__Task to complete__
Starting at the line that has "Query: stool seat" and stopping after the line that has "193L115 196L121 196L124", give those lines again with "stool seat" changed to "chair seat" and nothing else altered.

▼

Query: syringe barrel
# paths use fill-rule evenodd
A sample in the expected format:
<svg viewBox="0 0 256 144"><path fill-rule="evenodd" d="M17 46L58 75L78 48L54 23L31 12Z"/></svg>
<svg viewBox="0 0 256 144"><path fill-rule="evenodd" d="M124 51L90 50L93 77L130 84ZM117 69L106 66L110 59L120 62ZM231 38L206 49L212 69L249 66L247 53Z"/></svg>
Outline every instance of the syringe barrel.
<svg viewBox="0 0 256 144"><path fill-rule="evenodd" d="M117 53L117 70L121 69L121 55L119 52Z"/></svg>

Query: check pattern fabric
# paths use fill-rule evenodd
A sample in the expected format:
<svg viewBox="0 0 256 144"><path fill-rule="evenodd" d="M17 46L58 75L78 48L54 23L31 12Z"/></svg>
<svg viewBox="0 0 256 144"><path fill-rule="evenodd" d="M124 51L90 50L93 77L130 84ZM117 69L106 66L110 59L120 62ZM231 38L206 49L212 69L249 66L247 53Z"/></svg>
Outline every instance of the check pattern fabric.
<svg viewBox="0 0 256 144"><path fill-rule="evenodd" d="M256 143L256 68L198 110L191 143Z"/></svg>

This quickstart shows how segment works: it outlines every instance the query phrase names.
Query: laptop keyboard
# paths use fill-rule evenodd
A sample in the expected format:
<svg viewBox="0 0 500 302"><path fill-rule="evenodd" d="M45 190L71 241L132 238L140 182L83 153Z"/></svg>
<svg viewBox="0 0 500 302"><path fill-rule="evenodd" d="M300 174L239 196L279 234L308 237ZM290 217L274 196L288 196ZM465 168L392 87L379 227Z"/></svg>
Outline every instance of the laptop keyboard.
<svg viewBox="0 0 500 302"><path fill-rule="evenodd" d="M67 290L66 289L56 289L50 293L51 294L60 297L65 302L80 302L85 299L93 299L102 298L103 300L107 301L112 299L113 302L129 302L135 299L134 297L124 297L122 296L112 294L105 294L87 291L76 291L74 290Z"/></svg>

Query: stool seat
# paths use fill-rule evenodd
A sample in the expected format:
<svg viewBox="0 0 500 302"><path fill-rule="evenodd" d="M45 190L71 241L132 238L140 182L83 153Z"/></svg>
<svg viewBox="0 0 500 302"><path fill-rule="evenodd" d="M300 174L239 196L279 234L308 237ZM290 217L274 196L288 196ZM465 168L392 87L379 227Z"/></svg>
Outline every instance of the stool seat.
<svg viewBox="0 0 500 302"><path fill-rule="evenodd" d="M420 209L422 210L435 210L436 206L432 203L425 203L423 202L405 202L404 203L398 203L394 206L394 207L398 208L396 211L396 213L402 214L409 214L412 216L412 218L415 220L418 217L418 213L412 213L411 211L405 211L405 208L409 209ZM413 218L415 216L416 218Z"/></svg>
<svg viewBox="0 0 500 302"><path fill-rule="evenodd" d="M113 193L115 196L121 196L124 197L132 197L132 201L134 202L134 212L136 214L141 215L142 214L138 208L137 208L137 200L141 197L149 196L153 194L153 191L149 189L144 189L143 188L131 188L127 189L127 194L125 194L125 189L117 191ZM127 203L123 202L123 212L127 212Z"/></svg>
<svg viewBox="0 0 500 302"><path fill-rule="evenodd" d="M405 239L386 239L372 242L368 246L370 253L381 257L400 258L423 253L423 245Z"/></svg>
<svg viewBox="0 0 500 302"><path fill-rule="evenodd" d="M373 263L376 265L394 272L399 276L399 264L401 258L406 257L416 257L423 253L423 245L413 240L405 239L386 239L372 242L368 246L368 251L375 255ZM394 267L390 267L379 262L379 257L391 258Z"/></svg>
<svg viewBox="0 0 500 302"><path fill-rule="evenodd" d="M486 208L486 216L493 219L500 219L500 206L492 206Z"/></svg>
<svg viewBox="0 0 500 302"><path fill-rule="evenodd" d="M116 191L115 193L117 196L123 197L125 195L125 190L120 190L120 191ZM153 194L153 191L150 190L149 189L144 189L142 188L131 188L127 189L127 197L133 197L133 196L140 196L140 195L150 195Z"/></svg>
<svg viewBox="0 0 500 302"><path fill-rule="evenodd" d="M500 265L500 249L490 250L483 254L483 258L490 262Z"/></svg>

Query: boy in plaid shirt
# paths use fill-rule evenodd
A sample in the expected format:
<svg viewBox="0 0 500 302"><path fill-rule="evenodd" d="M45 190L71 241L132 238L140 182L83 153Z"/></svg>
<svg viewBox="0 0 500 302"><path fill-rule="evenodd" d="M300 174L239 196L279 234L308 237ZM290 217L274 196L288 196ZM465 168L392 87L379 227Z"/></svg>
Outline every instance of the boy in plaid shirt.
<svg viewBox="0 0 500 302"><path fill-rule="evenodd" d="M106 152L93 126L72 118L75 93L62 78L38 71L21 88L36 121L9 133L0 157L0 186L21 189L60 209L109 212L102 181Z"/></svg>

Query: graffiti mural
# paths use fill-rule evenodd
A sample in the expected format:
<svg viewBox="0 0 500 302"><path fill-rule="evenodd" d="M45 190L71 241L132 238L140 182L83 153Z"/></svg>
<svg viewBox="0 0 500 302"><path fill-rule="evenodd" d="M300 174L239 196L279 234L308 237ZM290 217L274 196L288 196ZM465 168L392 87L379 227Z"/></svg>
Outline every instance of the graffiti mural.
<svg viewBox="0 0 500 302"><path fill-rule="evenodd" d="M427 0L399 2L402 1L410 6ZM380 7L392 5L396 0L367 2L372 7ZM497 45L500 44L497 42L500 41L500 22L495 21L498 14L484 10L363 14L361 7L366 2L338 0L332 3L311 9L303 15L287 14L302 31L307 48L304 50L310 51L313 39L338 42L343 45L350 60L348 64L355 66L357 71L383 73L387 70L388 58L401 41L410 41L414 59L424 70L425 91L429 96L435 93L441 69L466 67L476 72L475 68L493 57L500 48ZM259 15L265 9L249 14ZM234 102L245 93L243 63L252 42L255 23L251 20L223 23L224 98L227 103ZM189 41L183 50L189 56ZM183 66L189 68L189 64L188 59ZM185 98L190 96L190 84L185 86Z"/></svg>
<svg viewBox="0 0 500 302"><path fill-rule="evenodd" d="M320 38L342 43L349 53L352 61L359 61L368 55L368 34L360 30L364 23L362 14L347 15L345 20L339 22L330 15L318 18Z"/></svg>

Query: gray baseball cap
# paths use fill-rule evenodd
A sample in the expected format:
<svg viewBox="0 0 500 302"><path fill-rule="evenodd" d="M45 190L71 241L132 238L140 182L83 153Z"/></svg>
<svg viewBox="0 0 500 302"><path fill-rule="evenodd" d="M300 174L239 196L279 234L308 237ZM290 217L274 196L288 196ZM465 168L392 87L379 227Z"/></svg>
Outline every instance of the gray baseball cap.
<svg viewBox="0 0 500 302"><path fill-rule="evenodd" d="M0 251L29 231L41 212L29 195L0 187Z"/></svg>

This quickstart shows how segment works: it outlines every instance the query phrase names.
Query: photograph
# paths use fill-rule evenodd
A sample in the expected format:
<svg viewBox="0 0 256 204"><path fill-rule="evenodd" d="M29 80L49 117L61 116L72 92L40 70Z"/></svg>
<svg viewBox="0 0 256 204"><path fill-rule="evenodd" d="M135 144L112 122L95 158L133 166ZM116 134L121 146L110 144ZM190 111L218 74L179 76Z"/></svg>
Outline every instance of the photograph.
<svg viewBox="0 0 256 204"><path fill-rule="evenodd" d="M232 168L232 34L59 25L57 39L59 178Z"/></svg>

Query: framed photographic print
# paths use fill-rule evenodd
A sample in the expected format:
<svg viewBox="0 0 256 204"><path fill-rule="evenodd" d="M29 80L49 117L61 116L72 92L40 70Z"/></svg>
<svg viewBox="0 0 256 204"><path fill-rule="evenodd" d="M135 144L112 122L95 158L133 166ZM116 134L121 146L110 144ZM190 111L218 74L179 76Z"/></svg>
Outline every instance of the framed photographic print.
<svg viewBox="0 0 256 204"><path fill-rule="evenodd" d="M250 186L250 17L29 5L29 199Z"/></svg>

▲

__Task output__
Query: chair seat
# paths use fill-rule evenodd
A sample in the expected format:
<svg viewBox="0 0 500 302"><path fill-rule="evenodd" d="M45 190L71 241L132 238L140 182L83 153Z"/></svg>
<svg viewBox="0 0 500 302"><path fill-rule="evenodd" d="M300 174L239 196L279 234L308 237ZM290 217L274 196L288 196ZM465 168L392 87L379 227Z"/></svg>
Outline every instance of the chair seat.
<svg viewBox="0 0 500 302"><path fill-rule="evenodd" d="M420 209L422 210L435 210L436 206L432 203L425 203L423 202L405 202L404 203L398 203L394 206L394 207L398 208L396 211L396 213L402 214L409 214L412 216L412 218L415 220L418 217L418 213L412 213L411 211L405 211L405 208L409 209ZM413 218L415 216L416 218Z"/></svg>
<svg viewBox="0 0 500 302"><path fill-rule="evenodd" d="M113 193L115 196L121 196L124 197L132 197L132 201L134 202L134 212L136 214L141 215L142 214L138 208L137 208L137 200L141 197L149 196L153 194L153 191L149 189L144 189L143 188L131 188L127 189L127 194L125 194L125 189L117 191ZM127 203L123 202L123 212L127 212Z"/></svg>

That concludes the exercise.